# Start of Text extract

Preface 1. Blockchain 101 FREE CHAPTER 2. Decentralization 3. Symmetric Cryptography 4. Public Key Cryptography 5. Introducing Bitcoin 6. Bitcoin Network and Payments 7. Bitcoin Clients and APIs 8. Alternative Coins 9. Smart Contracts 10. Ethereum 101 11. Further Ethereum 12. Ethereum Development Environment 13. Development Tools and Frameworks 14. Introducing Web3 15. Hyperledger 16. Alternative Blockchains 17. Blockchain – Outside of Currencies 18. Scalability and Other Challenges 19. Current Landscape and What's Next 20. Another Book You May Enjoy

Consensus

Consensus is the backbone of a blockchain and, as a result, it provides decentralization of control through an optional process known as mining. The choice of the consensus algorithm is also governed by the type of blockchain in use; that is, not all consensus mechanisms are suitable for all types of blockchains. For example, in public permissionless blockchains, it would make sense to use PoW instead of a simple agreement mechanism that is perhaps based on proof of authority. Therefore, it is essential to choose an appropriate consensus algorithm for a particular blockchain project.

Consensus is a process of agreement between distrusting nodes on the final state of data. To achieve consensus, different algorithms are used. It is easy to reach an agreement between two nodes (in client-server systems, for example), but when multiple nodes are participating in a distributed system and they need to agree on a single value, it becomes quite a challenge to achieve consensus. This process of attaining agreement common state or value among multiple nodes despite the failure of some nodes is known as distributed consensus.

Consensus mechanism

A consensus mechanism is a set of steps that are taken by most or all nodes in a blockchain to agree on a proposed state or value. For more than three decades, this concept has been researched by computer scientists in industry and academia. Consensus mechanisms have most recently come into the limelight and gained considerable popularity with the advent of blockchain and Bitcoin.

There are various requirements that must be met to provide the desired results in a consensus mechanism. The following describes these requirements:

  • Agreement: All honest nodes decide on the same value
  • Termination: All honest nodes terminate execution of the consensus process and eventually reach a decision
  • Validity: The value agreed upon by all honest nodes must be the same as the initial value proposed by at least one honest node
  • Fault tolerant: The consensus algorithm should be able to run in the presence of faulty or malicious nodes (Byzantine nodes)
  • Integrity: This is a requirement that no node can make the decision more than once in a single consensus cycle

Types of consensus mechanisms

All consensus mechanisms are developed to deal with faults in a distributed system and to allow distributed systems to reach a final state of agreement. There are two general categories of consensus mechanisms. These categories deal with all types of faults (fail stop type or arbitrary). These common types of consensus mechanisms are as follows:

  • Traditional Byzantine Fault Tolerance (BFT)-based: With no compute-intensive operations, such as partial hash inversion (as in Bitcoin PoW), this method relies on a simple scheme of nodes that are publisher-signed messages. Eventually, when a certain number of messages are received, then an agreement is reached.

# End of Text extract
# Start of Dataset records

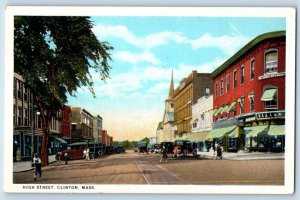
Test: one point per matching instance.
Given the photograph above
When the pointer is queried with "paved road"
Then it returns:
(153, 173)
(130, 168)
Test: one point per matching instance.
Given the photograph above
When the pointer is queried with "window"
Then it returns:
(251, 103)
(20, 115)
(19, 89)
(271, 61)
(207, 91)
(222, 87)
(227, 83)
(25, 93)
(242, 105)
(242, 74)
(216, 89)
(252, 69)
(25, 117)
(270, 98)
(234, 79)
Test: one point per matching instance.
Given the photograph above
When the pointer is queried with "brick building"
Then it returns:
(249, 95)
(186, 94)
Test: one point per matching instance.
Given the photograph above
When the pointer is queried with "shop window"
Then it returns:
(234, 79)
(251, 103)
(270, 98)
(227, 83)
(216, 89)
(242, 74)
(222, 87)
(271, 61)
(252, 69)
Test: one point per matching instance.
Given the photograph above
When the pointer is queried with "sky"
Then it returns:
(146, 50)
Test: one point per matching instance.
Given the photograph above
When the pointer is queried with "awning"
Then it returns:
(234, 133)
(254, 130)
(220, 132)
(198, 136)
(276, 130)
(218, 111)
(61, 140)
(225, 109)
(269, 95)
(232, 106)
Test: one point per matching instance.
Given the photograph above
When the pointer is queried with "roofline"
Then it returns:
(245, 49)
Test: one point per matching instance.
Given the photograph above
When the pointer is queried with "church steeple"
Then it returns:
(171, 91)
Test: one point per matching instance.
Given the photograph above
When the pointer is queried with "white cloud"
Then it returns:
(137, 58)
(147, 42)
(158, 88)
(229, 44)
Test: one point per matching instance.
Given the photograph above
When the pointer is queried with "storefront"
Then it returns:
(264, 131)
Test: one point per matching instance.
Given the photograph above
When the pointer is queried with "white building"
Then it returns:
(97, 128)
(202, 114)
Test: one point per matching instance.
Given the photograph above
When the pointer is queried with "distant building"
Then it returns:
(159, 133)
(249, 96)
(168, 117)
(97, 128)
(190, 89)
(82, 124)
(202, 114)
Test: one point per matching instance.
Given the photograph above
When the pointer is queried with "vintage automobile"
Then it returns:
(75, 150)
(182, 148)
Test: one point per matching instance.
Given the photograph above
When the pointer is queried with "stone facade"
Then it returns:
(186, 94)
(202, 114)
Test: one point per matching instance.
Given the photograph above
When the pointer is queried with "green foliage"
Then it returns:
(54, 55)
(145, 140)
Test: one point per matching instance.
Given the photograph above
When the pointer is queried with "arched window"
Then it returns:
(271, 61)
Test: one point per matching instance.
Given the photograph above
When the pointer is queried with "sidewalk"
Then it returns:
(26, 165)
(245, 155)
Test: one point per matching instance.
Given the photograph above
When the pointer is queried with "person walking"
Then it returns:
(87, 155)
(18, 156)
(164, 154)
(66, 158)
(219, 152)
(37, 167)
(84, 154)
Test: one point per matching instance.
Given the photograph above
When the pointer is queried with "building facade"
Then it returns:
(82, 124)
(186, 94)
(202, 114)
(159, 132)
(97, 128)
(168, 131)
(249, 95)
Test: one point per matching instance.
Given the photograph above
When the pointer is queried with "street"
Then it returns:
(134, 168)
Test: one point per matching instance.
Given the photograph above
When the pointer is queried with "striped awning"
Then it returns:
(269, 94)
(198, 136)
(234, 133)
(255, 130)
(276, 130)
(220, 132)
(232, 106)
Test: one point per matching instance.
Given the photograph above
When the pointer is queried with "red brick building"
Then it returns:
(249, 93)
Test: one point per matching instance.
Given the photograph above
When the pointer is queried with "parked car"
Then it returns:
(182, 148)
(143, 147)
(169, 146)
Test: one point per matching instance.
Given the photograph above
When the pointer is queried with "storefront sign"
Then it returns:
(268, 115)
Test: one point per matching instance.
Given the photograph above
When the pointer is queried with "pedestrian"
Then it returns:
(87, 155)
(164, 155)
(219, 152)
(66, 158)
(84, 154)
(18, 156)
(37, 167)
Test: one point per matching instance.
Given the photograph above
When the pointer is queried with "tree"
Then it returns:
(55, 55)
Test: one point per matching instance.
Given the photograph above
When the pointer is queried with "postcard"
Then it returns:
(191, 100)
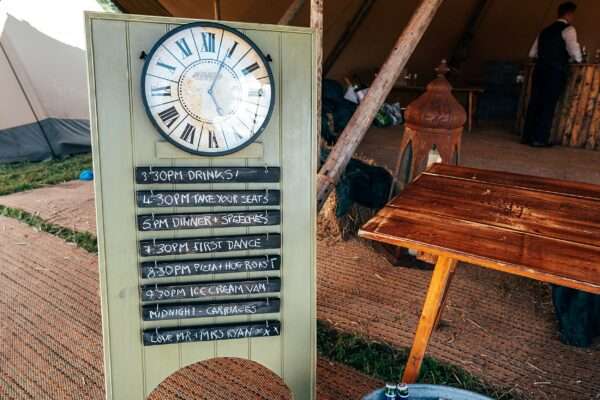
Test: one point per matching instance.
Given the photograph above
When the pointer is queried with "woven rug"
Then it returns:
(499, 327)
(51, 344)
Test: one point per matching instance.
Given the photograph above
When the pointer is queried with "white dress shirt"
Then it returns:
(569, 34)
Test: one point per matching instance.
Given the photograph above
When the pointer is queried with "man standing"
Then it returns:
(554, 48)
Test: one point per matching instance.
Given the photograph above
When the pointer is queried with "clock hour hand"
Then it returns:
(217, 75)
(219, 109)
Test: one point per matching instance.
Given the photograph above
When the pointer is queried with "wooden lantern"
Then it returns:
(434, 120)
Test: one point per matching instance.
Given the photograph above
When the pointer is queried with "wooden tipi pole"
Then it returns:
(382, 85)
(316, 23)
(291, 12)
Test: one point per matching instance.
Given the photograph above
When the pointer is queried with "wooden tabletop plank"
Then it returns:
(574, 189)
(533, 212)
(546, 259)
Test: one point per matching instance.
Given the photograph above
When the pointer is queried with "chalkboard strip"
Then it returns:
(175, 268)
(160, 312)
(154, 337)
(170, 222)
(204, 245)
(203, 198)
(210, 289)
(182, 175)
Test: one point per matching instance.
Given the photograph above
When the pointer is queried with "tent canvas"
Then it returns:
(44, 107)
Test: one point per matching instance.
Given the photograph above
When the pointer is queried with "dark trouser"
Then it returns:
(547, 86)
(578, 315)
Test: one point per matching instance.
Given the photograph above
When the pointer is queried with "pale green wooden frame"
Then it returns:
(122, 137)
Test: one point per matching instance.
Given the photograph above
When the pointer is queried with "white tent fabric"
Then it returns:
(43, 106)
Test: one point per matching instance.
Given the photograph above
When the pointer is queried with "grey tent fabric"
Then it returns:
(43, 140)
(43, 107)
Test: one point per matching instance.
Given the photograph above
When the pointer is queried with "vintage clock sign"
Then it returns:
(204, 157)
(208, 88)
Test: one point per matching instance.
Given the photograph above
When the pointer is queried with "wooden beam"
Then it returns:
(316, 23)
(145, 7)
(217, 9)
(356, 129)
(291, 12)
(352, 27)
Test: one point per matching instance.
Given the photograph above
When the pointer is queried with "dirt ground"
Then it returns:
(499, 327)
(51, 343)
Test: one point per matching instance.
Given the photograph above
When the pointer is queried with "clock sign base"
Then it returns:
(204, 145)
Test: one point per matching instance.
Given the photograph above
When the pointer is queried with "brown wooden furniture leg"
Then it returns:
(441, 310)
(431, 310)
(470, 116)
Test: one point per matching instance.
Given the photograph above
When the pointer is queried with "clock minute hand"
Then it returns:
(217, 75)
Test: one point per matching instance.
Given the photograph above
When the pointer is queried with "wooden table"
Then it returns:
(544, 229)
(472, 93)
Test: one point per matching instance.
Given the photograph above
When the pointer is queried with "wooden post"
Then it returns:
(316, 22)
(352, 27)
(291, 12)
(217, 9)
(382, 85)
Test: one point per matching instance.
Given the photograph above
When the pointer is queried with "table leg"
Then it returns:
(470, 113)
(441, 310)
(431, 310)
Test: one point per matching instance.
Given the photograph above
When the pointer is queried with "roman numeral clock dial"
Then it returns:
(208, 89)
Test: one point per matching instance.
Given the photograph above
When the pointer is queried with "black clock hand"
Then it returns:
(219, 109)
(212, 86)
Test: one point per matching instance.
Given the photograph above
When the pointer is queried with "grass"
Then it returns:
(384, 362)
(84, 240)
(372, 358)
(19, 177)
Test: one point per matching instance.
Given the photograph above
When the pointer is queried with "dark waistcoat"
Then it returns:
(552, 48)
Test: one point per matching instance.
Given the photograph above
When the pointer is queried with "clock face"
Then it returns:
(208, 89)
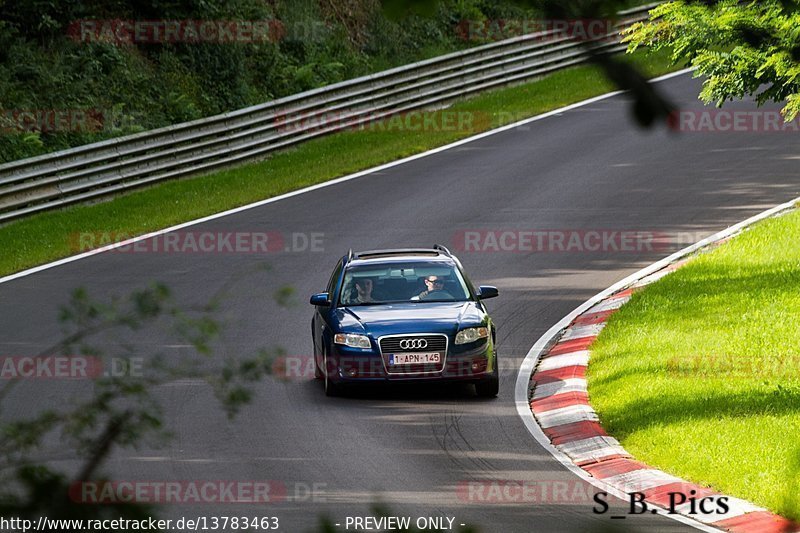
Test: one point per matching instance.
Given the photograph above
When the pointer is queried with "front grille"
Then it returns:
(395, 345)
(435, 343)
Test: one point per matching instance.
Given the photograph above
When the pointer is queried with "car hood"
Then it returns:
(411, 317)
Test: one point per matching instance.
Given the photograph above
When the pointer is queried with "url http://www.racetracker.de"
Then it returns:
(199, 523)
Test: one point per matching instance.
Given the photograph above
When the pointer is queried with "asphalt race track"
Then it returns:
(414, 449)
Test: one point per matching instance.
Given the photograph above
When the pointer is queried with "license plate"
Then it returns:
(414, 358)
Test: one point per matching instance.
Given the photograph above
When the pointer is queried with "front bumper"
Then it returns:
(461, 363)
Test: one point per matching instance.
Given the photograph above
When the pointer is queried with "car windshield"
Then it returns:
(417, 281)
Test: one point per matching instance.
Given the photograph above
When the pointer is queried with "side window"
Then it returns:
(334, 278)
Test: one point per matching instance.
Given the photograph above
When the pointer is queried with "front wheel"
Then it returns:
(331, 389)
(489, 387)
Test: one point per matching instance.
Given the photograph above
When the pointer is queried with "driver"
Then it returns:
(434, 290)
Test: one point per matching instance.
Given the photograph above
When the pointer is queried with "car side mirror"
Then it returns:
(487, 291)
(320, 299)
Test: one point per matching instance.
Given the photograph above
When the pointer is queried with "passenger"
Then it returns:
(434, 290)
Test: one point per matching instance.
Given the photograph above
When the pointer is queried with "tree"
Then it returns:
(742, 49)
(119, 408)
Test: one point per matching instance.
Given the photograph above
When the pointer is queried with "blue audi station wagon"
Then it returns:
(404, 315)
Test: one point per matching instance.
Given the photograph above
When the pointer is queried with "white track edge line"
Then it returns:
(532, 358)
(328, 183)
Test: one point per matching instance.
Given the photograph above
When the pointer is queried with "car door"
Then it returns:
(320, 323)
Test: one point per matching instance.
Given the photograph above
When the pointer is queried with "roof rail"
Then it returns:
(443, 249)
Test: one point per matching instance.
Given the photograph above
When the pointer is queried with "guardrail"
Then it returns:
(104, 168)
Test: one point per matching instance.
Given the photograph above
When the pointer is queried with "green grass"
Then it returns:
(699, 374)
(48, 236)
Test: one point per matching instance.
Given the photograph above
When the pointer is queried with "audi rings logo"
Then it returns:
(413, 344)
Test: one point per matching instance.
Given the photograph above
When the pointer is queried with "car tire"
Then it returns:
(331, 388)
(489, 387)
(317, 371)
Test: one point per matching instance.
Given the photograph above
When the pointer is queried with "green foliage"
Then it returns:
(742, 49)
(44, 65)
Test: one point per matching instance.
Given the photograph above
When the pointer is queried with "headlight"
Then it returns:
(471, 335)
(352, 340)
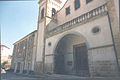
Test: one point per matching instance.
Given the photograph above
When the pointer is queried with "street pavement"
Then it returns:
(13, 76)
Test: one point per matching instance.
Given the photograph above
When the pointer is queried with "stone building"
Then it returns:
(81, 38)
(24, 53)
(5, 56)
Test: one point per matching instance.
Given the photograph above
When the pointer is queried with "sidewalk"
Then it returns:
(66, 77)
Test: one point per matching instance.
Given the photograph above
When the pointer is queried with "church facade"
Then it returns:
(82, 38)
(24, 53)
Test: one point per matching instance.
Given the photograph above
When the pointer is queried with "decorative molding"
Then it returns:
(83, 18)
(101, 47)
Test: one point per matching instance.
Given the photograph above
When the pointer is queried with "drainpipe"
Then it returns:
(113, 43)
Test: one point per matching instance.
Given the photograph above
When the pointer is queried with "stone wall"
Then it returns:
(102, 62)
(115, 27)
(38, 68)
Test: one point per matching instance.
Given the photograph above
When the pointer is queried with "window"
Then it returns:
(77, 4)
(95, 30)
(87, 1)
(42, 13)
(53, 12)
(67, 10)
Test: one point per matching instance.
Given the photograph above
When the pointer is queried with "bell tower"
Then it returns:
(47, 10)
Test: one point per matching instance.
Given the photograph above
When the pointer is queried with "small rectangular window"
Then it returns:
(87, 1)
(77, 4)
(67, 10)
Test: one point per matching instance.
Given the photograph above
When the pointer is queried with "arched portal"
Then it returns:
(71, 56)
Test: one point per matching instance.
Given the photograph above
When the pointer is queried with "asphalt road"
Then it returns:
(13, 76)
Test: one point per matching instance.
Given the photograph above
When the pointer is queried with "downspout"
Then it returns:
(113, 43)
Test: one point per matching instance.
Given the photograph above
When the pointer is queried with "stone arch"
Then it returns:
(73, 32)
(62, 56)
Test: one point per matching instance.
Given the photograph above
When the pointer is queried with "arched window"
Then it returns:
(77, 4)
(42, 13)
(53, 12)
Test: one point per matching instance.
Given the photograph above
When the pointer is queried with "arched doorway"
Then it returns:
(71, 56)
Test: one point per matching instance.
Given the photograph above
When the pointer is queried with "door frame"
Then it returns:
(74, 60)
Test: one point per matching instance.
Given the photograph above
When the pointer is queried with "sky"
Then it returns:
(17, 19)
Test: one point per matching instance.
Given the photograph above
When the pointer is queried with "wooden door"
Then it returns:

# End of Dataset records

In the consensus excerpt, what is the name for the process of reaching agreement on a common state or value among multiple nodes despite the failure of some nodes? The lines are independent material and have no connection to the consensus excerpt.

Distributed consensus.